• _抜粋文_
春カキが旨い季節だ。夏の産卵期を控え、たっぷりと太った甘く旨みの濃いカキである。衣はカリッと身はジューシーなカキフライ、セリがたっぷり入ったカキ鍋、炊きたてのカキご飯。カキ漁師は、海で採れたてのカキの殻からナイフで身を剥いて、海で洗ってそのまま生で食べるのが好みだという。
そんなカキ漁師の旅の本が出版された。『カキじいさん、世界へ行く!』には、三陸の気仙沼湾のカキ養殖業・畠山重篤さんの海外遍歴が記されている。
「カキをもっと知りたい!」と願う畠山さんは不思議な縁に引き寄せられるように海外へ出かけていく。フランス、スペイン、アメリカ、中国、オーストラリア、ロシア……。世界中の国々がこんなにもカキに魅せられていることに驚く。そして、それぞれの国のカキの食べ方も垂涎だ。これからあなたをカキの世界へ誘おう。

• _データセットの項目一覧_
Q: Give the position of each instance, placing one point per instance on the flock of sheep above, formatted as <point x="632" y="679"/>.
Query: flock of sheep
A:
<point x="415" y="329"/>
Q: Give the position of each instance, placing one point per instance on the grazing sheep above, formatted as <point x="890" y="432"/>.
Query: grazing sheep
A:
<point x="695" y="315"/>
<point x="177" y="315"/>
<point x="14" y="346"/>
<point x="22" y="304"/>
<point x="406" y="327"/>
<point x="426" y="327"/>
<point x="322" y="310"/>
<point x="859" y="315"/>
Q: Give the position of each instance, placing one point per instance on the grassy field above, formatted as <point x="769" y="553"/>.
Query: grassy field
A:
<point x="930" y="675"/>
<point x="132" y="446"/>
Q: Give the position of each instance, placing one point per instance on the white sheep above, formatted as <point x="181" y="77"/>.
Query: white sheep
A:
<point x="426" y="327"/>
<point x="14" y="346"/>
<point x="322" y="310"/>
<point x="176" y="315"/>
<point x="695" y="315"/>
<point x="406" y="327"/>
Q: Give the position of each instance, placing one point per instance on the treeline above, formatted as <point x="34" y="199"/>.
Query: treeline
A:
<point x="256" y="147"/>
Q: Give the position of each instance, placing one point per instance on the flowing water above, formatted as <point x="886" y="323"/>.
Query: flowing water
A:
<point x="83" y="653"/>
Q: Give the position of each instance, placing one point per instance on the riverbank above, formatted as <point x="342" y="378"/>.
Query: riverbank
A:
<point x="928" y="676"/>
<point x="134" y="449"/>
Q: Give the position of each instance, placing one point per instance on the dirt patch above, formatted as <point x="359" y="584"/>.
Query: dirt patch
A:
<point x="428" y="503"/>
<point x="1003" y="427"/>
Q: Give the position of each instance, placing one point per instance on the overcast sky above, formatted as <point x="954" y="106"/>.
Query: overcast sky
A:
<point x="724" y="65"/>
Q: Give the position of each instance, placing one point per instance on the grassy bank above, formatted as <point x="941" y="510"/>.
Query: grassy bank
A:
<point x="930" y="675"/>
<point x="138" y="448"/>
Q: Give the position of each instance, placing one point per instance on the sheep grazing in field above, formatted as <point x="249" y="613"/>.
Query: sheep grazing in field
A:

• _演習課題_
1/ カキについての文章で、畠山さんが出かけていく国として挙げられている国名をすべて書き出せ。
2/ リストの中から、文字列「riverbank」を含む行をすべて報告せよ。大文字と小文字は区別する。

• _解答一覧_
1/ フランス、スペイン、アメリカ、中国、オーストラリア、ロシア

2/
Q: Give the position of each instance, placing one point per instance on the riverbank above, formatted as <point x="342" y="378"/>.
Query: riverbank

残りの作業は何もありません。